### Selected excerpt
-.-.-
A new report released this week by the U.S. Census Bureau finds that the growing burden of health care costs in family budgets is impoverishing millions of U.S. families. Using an experimental "supplemental poverty measure," that adjusts income for in-kind income transfers like food stamps as well as significant costs such as payroll taxes, the report shows that if health care costs were subtracted from family incomes, 10 million more people in the United States would be officially poor.
This new estimate of the effect of health care costs and other factors on poverty is the culmination of a 16-year effort by the Census Bureau to develop a measure of poverty that is more reflective of families' actual income and expenses. Exhibit 1 shows the effects of these adjustments on the new measure, with policies like the Earned Income Tax Credit reducing poverty rates, and work-related expenses such as child care increasing poverty rates. The net effect of all the new dimensions in the measure is an increase in the national poverty rate to 16.0 percent in 2010 compared with the official poverty rate of 15.2 percent. Poverty among children actually declines with the new measure, with the Earned Income Tax Credit, food stamps, and the school lunch program particularly benefiting young people in poor families.
-.-.-
### Your objective
Can you continue the passage on the Census Bureau's supplemental poverty measure, starting after its last sentence?

### Entries supplied
-.-.-
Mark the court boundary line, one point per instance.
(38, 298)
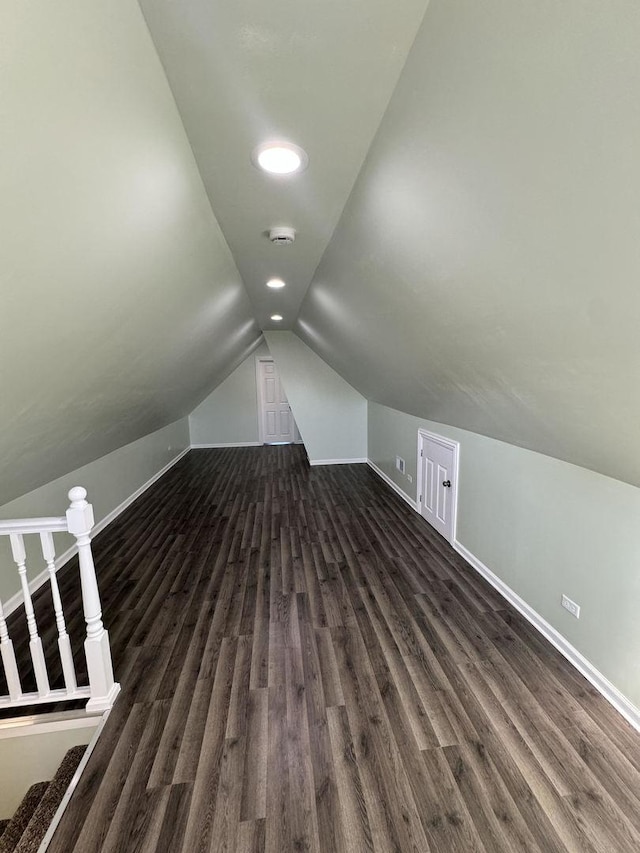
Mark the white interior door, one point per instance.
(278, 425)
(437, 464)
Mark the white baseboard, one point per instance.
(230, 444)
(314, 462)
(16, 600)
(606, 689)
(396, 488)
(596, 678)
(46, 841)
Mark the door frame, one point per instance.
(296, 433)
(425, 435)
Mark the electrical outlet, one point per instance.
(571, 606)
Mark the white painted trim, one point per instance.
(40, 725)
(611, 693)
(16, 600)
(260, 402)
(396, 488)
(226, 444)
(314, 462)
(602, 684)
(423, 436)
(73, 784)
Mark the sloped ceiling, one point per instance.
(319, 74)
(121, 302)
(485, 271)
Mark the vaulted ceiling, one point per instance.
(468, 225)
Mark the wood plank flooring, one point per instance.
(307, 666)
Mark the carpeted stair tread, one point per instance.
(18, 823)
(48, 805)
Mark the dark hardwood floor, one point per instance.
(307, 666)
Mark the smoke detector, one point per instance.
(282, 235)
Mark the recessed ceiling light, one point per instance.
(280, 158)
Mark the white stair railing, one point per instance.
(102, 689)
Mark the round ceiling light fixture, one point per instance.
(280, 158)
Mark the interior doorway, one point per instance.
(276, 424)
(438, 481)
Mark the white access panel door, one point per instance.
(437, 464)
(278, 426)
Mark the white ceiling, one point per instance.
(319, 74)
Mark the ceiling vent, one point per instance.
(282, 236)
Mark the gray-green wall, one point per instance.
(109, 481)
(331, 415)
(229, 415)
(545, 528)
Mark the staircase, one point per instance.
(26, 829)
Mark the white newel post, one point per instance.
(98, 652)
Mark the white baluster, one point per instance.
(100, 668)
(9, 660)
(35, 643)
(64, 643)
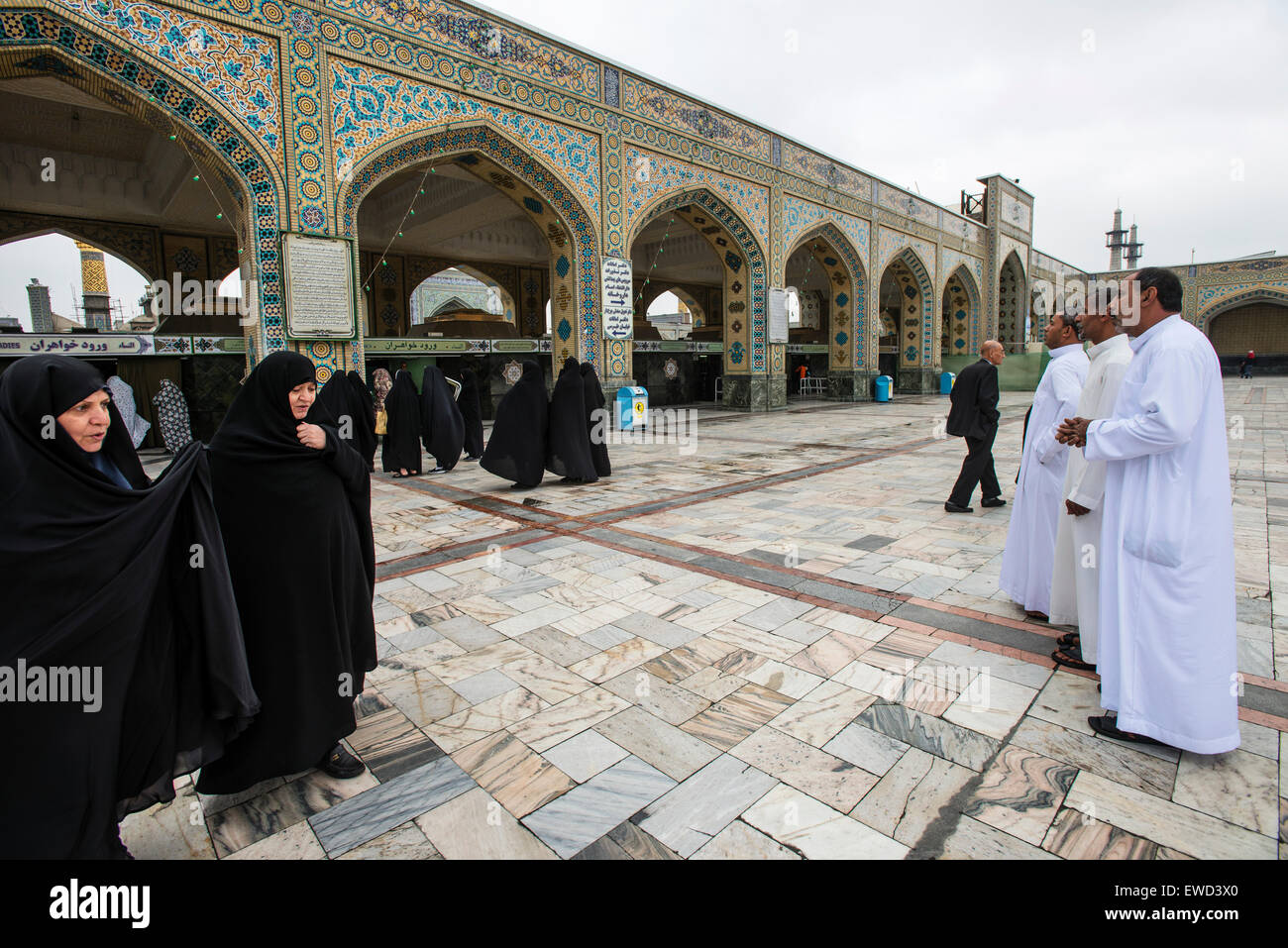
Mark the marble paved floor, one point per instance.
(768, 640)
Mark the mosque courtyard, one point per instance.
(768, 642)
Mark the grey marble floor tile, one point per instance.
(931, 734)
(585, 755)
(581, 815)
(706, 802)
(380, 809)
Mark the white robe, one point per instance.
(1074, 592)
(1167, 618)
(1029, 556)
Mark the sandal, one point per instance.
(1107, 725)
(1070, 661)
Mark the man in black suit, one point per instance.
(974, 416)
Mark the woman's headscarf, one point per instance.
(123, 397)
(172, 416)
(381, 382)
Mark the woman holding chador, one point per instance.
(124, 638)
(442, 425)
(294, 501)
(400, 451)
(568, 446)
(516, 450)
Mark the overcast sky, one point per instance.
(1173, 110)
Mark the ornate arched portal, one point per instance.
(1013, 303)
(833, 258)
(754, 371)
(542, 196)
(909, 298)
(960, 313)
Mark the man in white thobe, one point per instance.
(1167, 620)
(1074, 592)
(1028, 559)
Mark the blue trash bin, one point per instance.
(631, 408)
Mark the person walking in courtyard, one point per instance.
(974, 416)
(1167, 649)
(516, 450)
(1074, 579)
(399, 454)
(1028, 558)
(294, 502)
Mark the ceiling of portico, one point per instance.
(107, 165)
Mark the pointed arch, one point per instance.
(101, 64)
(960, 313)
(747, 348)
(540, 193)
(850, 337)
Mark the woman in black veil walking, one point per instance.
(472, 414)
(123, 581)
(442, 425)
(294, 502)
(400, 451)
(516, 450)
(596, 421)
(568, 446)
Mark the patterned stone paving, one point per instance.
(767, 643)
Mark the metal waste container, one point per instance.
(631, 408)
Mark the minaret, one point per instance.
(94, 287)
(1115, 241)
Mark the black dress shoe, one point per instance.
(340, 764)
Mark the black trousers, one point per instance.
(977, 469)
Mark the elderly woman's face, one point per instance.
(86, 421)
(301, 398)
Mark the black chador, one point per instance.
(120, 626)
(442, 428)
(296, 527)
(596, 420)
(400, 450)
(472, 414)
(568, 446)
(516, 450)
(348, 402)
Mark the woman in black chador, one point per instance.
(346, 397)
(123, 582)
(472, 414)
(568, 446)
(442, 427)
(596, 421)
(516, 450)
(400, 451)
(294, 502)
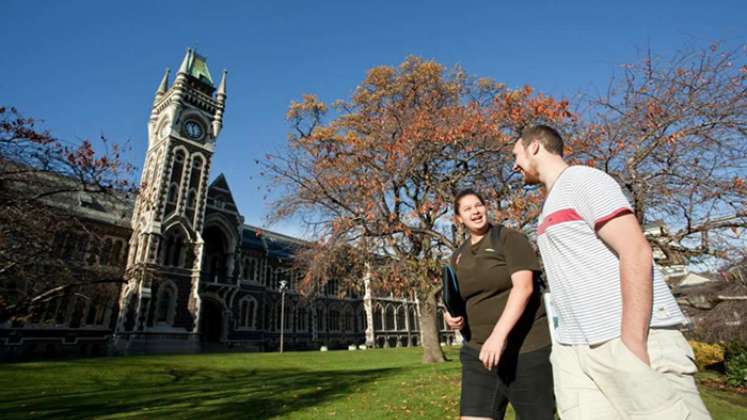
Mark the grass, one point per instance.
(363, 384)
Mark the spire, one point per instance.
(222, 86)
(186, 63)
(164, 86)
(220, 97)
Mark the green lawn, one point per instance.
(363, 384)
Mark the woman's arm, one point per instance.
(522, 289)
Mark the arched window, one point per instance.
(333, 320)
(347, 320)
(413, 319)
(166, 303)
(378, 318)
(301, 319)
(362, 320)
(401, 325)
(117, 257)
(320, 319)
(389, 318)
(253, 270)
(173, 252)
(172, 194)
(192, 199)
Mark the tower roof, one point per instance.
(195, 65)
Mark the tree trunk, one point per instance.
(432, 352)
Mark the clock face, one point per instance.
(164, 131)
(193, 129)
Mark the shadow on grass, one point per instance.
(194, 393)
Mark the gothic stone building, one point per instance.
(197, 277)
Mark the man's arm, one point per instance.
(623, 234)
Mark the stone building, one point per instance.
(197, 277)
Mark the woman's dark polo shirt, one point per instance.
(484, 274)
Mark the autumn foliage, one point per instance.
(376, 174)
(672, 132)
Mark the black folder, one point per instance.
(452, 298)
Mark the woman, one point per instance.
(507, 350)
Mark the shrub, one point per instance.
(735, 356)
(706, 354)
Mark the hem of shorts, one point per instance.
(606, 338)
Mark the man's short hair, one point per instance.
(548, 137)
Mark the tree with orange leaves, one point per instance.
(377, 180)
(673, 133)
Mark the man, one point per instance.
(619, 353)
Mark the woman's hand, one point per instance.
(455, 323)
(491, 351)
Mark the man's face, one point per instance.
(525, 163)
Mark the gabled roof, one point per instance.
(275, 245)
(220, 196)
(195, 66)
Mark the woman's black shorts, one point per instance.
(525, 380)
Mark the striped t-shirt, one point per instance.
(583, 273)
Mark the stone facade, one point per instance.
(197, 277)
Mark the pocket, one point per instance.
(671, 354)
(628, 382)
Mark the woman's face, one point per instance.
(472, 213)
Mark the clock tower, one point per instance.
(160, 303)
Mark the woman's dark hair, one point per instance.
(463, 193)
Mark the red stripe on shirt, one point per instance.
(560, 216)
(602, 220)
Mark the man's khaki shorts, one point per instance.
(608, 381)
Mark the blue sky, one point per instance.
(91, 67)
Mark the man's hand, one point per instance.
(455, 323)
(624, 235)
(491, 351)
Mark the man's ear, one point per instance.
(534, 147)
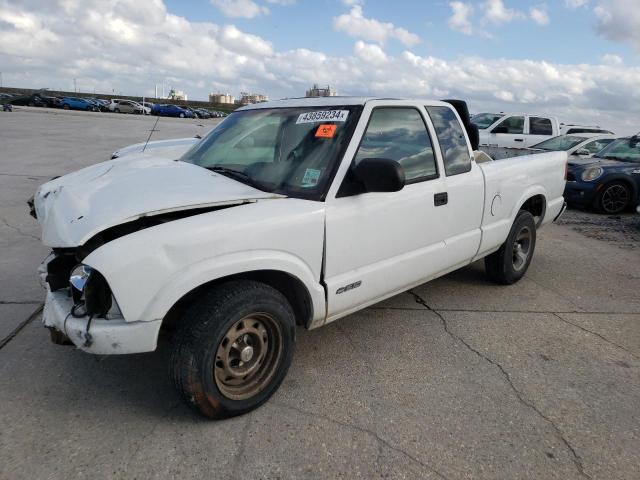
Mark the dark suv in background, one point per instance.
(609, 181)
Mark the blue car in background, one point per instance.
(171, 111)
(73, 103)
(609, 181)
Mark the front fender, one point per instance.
-.-.-
### Output for this exercise
But of all the new dimensions in the supplemental poverty measure, out-of-pocket health care spending has the greatest overall effect on poverty. When family incomes are adjusted for out-of-pocket medical costs, the national poverty rate as measured by the new supplemental measure increases by 3.3 percentage points, or about 10 million people (Exhibit 2). Poverty increases across all age groups after subtracting medical costs from income, with 2 million more children, 5 million more working-age adults ages 18 to 64, and 3 million more adults age 65 and older falling below the poverty threshold. The effect on older adults, who have the highest rates of chronic health problems, is particularly severe, with the estimated poverty rate rising by more than seven percentage points.
This finding provides evidence that health care costs have become one of the most significant living expenses faced by poor families. In a recent report, The Commonwealth Fund found that in 2010 fully half of working-age adults with incomes below poverty spent 10 percent or more of their income on out-of-pocket health care costs and insurance premiums, which is more than double the percentage of those who spent that much in 2001 (Exhibit 3).
The Census report is a reminder of the critical importance of our key federal and state health insurance programs like Medicare, Medicaid, and the Children's Health Insurance Program in not only providing timely access to health care, but in keeping millions of U.S. families from tumbling over the poverty line. Starting in 2014, the Affordable Care Act will expand these protections to up to 34 million more people over the decade through an expansion in Medicaid eligibility to 133 percent of poverty. For families earning up to 400 percent of poverty, the Affordable Care Act also includes premium tax credits than will cap the cost of health plans—sold through new state insurance exchanges—as a share of people's income at between 2 percent and 9.5 percent. In addition, new market reforms will prevent health insurers from denying coverage or raising premiums because of a preexisting condition.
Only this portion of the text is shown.